WHAT THIS TASK INVOLVES -> Make an exact copy of all the records that follow, apart from the pictures.

════════

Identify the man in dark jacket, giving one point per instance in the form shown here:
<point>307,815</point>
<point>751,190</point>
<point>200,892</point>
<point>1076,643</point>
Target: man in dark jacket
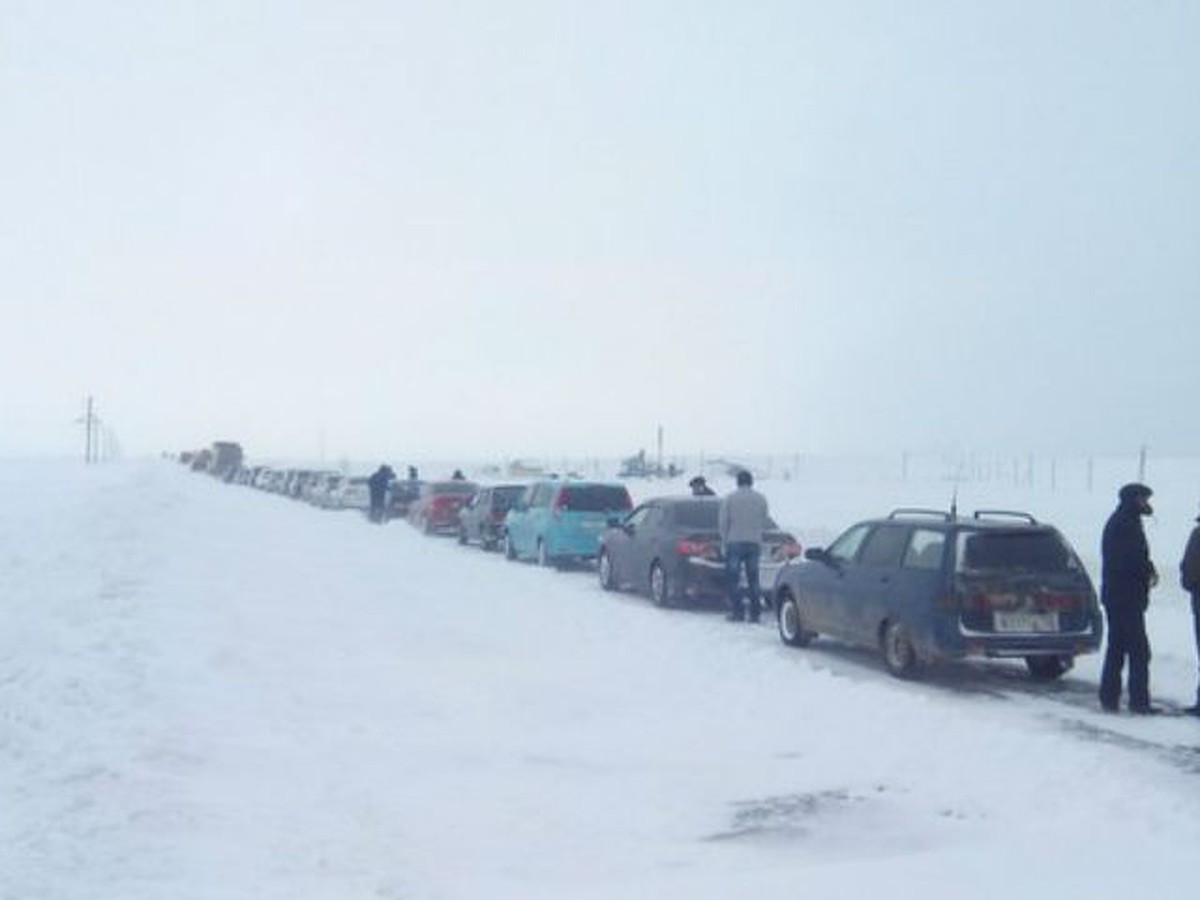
<point>1189,576</point>
<point>1126,579</point>
<point>377,486</point>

════════

ANSWER TO THE PROBLEM ->
Identify the man in dark jacket, giving one point per instance in the form shown here:
<point>307,815</point>
<point>751,190</point>
<point>200,892</point>
<point>1076,643</point>
Target: man in dark jacket
<point>1189,576</point>
<point>1126,579</point>
<point>377,486</point>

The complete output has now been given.